Exercise aim: Where the word "green" occurs in a line of the listing below, copy that line.
* * * * * * * * *
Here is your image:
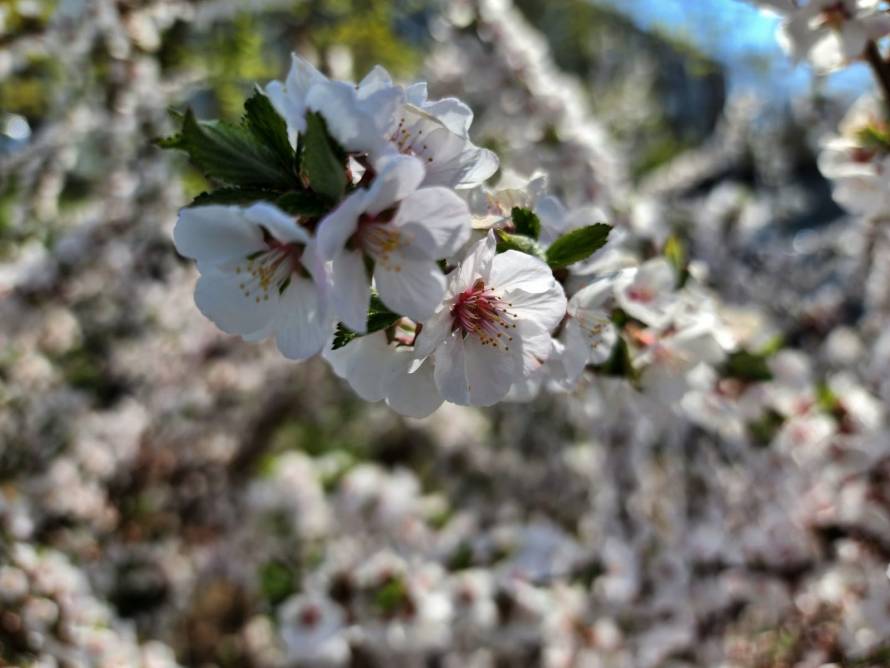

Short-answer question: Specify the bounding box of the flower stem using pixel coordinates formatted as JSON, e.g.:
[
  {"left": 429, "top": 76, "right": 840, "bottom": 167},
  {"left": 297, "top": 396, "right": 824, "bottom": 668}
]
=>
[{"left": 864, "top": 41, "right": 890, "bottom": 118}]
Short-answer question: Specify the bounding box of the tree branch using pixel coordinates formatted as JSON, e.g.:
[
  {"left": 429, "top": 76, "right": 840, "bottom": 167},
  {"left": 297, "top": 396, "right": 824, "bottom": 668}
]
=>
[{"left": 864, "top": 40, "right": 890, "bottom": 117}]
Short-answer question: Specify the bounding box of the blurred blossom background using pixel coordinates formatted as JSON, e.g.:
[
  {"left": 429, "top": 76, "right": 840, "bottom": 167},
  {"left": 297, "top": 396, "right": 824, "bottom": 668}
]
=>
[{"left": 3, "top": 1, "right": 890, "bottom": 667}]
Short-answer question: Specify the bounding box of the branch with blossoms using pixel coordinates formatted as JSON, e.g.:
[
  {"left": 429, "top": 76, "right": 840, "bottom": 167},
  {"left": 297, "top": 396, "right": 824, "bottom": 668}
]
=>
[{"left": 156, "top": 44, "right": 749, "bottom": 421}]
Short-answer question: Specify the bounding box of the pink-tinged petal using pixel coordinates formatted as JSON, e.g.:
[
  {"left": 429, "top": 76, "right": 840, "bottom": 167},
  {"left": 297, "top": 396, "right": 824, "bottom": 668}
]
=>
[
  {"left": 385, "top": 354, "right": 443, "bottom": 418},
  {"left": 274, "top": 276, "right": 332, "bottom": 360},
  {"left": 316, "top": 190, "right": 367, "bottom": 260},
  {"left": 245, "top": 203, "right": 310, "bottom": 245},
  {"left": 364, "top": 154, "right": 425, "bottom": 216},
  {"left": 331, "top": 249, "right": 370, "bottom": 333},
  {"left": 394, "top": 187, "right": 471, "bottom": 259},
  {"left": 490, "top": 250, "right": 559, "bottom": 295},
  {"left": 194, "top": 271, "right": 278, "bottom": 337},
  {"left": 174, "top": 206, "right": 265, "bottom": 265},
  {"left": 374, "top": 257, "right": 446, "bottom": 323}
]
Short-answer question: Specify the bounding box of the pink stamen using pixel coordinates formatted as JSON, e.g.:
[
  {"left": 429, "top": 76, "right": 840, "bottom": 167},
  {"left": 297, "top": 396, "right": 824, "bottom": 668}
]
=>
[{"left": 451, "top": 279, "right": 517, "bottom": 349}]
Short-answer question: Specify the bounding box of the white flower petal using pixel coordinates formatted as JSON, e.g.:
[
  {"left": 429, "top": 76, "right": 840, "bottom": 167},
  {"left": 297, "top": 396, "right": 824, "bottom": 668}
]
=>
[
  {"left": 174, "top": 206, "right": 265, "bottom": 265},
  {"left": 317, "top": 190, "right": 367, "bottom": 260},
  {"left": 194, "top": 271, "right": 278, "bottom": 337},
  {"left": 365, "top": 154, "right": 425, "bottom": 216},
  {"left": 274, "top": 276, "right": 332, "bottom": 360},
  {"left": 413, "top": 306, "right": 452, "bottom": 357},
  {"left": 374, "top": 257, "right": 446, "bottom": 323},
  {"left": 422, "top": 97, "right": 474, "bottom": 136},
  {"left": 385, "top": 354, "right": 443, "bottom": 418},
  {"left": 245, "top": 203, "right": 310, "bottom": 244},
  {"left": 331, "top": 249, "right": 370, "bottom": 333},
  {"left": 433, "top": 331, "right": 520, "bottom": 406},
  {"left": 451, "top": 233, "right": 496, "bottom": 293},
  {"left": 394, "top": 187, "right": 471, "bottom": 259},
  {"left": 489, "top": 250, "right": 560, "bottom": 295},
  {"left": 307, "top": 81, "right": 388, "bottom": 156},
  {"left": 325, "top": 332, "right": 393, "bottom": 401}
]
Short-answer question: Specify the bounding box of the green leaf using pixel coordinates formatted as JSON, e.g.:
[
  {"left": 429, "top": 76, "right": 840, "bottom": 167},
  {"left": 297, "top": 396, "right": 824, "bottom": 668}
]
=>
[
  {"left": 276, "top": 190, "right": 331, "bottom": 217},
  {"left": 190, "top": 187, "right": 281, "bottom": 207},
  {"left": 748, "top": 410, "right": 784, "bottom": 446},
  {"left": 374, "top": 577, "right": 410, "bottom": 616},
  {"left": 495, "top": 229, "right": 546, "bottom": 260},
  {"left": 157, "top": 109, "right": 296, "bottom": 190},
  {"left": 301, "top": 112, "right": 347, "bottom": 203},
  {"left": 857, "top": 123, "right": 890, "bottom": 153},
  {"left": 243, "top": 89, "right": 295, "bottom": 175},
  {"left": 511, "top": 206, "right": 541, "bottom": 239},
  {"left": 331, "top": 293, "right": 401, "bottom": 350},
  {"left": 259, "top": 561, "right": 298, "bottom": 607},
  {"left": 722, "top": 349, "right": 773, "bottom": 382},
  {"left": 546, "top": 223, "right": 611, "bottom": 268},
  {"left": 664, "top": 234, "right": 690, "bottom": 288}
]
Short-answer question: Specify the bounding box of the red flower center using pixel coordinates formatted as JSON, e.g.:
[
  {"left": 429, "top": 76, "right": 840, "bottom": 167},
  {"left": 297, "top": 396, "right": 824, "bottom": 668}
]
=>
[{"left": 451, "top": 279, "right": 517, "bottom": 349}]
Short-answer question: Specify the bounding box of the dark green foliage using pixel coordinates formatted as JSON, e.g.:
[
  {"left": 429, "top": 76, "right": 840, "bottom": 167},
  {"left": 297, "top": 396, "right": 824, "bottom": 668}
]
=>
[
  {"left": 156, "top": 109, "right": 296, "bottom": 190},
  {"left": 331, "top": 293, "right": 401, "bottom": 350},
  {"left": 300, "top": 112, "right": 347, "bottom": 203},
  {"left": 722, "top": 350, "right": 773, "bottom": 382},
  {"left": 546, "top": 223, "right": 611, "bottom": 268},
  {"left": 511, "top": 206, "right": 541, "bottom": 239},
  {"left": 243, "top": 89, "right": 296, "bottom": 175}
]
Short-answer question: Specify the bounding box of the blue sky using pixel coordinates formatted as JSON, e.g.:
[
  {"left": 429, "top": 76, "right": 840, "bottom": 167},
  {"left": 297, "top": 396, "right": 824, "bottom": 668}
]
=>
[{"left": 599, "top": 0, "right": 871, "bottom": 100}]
* * * * * * * * *
Result of the exercise:
Short-answer question: Specify the bounding box of the green leaf using pixel coordinates formatted as JSON, e.g.:
Short-answer question: Specify the bounding box of the dark green foliage using pixel coordinates formatted as JSON, e.g.:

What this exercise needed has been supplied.